● Location identification items
------------------------------------------------

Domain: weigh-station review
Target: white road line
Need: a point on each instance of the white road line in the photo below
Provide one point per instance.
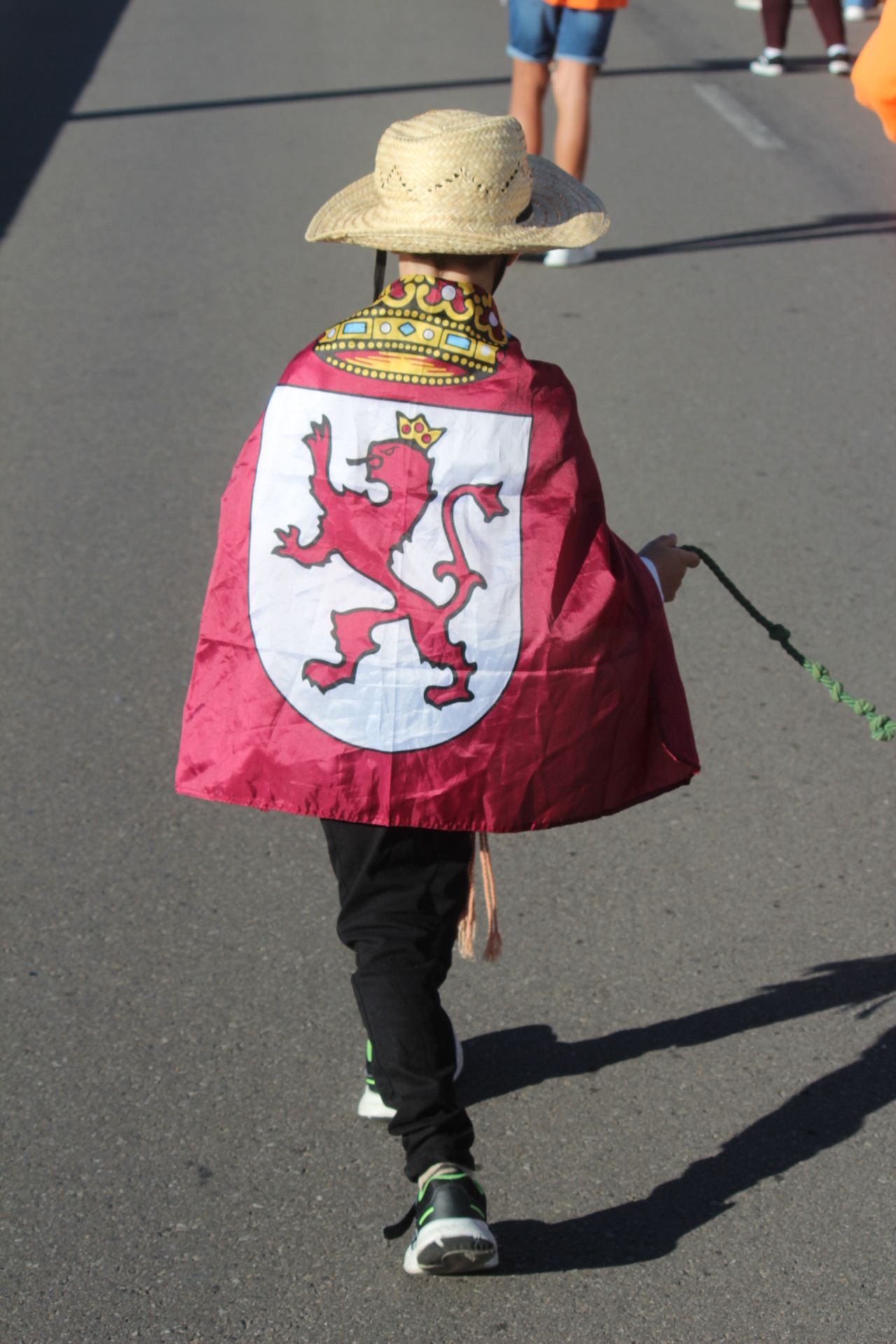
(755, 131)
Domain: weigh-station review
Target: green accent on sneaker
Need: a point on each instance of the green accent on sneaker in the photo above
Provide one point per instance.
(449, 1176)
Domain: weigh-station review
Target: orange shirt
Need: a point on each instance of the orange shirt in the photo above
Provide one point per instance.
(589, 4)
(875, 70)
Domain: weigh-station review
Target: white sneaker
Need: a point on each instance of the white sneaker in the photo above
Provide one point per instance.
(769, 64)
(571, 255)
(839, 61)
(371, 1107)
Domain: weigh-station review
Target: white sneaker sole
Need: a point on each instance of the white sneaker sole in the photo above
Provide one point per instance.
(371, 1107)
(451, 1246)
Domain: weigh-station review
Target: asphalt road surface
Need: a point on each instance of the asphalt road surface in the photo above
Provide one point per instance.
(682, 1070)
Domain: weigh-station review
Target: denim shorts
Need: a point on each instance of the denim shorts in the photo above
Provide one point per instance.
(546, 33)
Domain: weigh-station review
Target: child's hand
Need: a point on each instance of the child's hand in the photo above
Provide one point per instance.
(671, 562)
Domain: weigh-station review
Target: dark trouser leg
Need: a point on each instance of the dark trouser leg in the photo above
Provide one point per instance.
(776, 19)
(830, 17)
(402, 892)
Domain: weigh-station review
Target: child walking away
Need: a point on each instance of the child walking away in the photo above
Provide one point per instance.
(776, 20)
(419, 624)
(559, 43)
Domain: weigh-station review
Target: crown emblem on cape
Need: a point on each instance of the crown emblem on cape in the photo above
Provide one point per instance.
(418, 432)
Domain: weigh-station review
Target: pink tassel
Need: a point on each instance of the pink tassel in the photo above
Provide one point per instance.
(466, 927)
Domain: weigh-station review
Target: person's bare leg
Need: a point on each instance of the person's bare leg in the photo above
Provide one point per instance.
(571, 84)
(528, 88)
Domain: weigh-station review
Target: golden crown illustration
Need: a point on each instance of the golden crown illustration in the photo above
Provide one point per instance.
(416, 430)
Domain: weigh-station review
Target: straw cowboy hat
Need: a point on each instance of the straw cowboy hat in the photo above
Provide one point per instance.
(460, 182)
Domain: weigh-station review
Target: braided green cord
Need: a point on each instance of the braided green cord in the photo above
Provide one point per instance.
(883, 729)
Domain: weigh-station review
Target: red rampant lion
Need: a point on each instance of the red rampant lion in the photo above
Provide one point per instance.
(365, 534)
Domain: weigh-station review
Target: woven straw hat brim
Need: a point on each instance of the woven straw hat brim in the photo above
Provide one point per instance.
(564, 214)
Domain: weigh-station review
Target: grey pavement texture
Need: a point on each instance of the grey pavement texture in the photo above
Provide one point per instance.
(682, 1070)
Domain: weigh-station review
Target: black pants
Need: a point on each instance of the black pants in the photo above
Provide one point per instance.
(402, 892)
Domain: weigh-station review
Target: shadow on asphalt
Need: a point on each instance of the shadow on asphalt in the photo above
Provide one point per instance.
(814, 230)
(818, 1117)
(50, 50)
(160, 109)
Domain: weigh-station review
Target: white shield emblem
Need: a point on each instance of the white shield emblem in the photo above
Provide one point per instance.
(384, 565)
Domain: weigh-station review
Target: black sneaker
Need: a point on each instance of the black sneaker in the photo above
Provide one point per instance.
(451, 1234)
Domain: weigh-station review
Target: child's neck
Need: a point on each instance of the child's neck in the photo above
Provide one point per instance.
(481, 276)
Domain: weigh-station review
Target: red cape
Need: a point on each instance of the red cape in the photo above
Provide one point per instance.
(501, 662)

------------------------------------------------

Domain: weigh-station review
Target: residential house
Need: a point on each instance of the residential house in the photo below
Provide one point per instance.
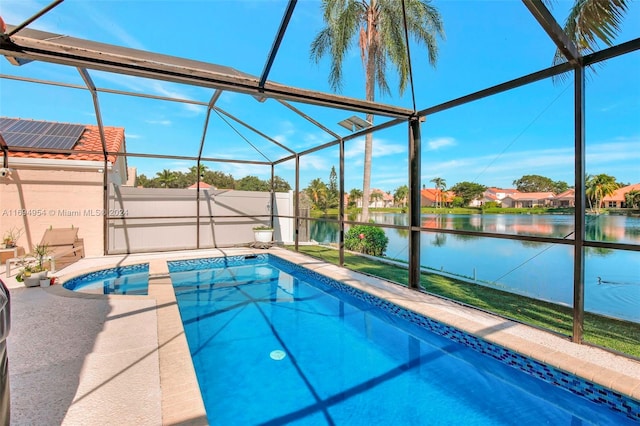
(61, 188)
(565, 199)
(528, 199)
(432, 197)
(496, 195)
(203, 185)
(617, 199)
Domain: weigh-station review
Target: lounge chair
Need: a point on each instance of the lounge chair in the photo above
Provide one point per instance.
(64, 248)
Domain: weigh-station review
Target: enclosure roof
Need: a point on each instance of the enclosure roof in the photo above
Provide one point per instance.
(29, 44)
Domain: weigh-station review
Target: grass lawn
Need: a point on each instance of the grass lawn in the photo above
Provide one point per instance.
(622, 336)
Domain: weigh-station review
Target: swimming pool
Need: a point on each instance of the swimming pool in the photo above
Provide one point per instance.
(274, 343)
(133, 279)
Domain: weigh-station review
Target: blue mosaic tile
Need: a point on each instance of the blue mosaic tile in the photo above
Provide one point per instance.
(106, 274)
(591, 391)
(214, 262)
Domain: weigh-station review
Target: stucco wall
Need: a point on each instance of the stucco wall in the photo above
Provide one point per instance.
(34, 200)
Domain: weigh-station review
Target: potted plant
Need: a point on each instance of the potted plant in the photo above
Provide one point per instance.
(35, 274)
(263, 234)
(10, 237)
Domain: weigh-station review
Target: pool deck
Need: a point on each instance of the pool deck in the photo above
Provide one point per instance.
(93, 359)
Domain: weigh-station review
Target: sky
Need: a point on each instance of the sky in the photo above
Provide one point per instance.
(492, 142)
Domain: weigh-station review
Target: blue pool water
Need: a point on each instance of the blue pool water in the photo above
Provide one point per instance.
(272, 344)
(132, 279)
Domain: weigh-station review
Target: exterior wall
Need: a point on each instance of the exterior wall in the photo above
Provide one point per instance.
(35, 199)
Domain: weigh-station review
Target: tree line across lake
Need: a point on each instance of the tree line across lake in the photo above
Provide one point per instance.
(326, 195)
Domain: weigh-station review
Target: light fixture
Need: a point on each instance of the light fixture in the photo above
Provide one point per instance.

------------------------------------------------

● Exercise directions
Identify every line in the listing that contains the word "hand" and copy each one.

● Correct answer
Target: child's hand
Need: a point on each instance of the child's hand in the photo above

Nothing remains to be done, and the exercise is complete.